━━━━━ Source text ━━━━━

Saint Helena (pronounced saint he-LEE-na), named after St. Helena of Constantinople, is an island of volcanic origin and a British overseas territory in the South Atlantic Ocean. 1,200 miles from the western coast of Africa, covering 47 square miles. It is a part of an old volcano; and High Hill is 2,823 feet above the sea. Its shores are cliffs from 600 to 2,000 feet high, cut by deep, narrow valleys. The territory consists of the island of Saint Helena, as well as the dependencies of Ascension Island and Tristan da Cunha.

Saint Helena is famous for being the place of exile of Napoleon Bonaparte between 1815 and his death in 1821. Longwood House, where Napoleon stayed, and Sane Valley where he was buried, were given to the French government in 1858.

Saint Helena is a member of the International Island Games Association.

The island was discovered on 21 May 1502 by the Portuguese navigator João da Nova and named after Helena of Constantinople. The Portuguese found it uninhabited, and over time built a chapel and some houses, although no permanent settlement was founded. The Portuguese introduced goats as a source of meat and planted lemon trees for future ship crews, a number of whom were left on the island to recover from scurvy and other ailments.

━━━━━

◆ Work instructions
- 1) Output the passage of the Saint Helena text from "Saint Helena (pronounced" to "government in 1858.", copied word for word.
- 2) Return, unchanged, the lines of the entries from the line with "Put a point on every instance of the poke" to the line with "x=371, y=230", both of those lines included.

━━━━━ Records shown ━━━━━

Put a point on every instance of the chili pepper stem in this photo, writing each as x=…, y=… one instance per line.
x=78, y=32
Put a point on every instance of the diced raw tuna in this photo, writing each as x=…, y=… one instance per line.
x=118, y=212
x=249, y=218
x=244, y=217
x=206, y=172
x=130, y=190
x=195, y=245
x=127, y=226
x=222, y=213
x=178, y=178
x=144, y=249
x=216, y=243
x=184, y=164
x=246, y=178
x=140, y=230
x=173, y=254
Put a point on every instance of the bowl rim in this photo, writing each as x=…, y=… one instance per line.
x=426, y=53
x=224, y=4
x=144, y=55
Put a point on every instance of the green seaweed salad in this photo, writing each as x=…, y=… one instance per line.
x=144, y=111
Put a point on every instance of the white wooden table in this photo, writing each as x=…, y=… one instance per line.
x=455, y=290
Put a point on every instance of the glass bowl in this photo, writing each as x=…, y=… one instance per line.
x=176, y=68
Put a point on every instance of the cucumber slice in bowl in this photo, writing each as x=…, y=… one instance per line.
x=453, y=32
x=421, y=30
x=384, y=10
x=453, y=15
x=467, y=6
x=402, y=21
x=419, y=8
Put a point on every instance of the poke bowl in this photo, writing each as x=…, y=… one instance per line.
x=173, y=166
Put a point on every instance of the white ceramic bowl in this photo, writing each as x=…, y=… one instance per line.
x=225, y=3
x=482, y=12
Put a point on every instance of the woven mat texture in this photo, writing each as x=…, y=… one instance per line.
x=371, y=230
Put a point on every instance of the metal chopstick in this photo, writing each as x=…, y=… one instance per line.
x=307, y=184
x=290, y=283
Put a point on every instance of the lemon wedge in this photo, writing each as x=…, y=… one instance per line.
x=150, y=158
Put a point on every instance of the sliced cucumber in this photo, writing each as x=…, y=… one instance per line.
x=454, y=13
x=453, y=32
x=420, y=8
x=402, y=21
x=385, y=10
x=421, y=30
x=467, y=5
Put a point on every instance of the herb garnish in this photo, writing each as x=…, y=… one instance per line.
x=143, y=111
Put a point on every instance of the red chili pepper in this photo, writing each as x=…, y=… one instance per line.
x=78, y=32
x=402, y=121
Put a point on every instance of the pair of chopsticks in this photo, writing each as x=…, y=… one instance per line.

━━━━━

◆ Worked solutions
- 1)
Saint Helena (pronounced saint he-LEE-na), named after St. Helena of Constantinople, is an island of volcanic origin and a British overseas territory in the South Atlantic Ocean. 1,200 miles from the western coast of Africa, covering 47 square miles. It is a part of an old volcano; and High Hill is 2,823 feet above the sea. Its shores are cliffs from 600 to 2,000 feet high, cut by deep, narrow valleys. The territory consists of the island of Saint Helena, as well as the dependencies of Ascension Island and Tristan da Cunha.

Saint Helena is famous for being the place of exile of Napoleon Bonaparte between 1815 and his death in 1821. Longwood House, where Napoleon stayed, and Sane Valley where he was buried, were given to the French government in 1858.

- 2)
Put a point on every instance of the poke bowl in this photo, writing each as x=…, y=… one instance per line.
x=173, y=166
Put a point on every instance of the white ceramic bowl in this photo, writing each as x=…, y=… one instance per line.
x=225, y=3
x=482, y=12
Put a point on every instance of the woven mat texture in this photo, writing each as x=…, y=… one instance per line.
x=371, y=230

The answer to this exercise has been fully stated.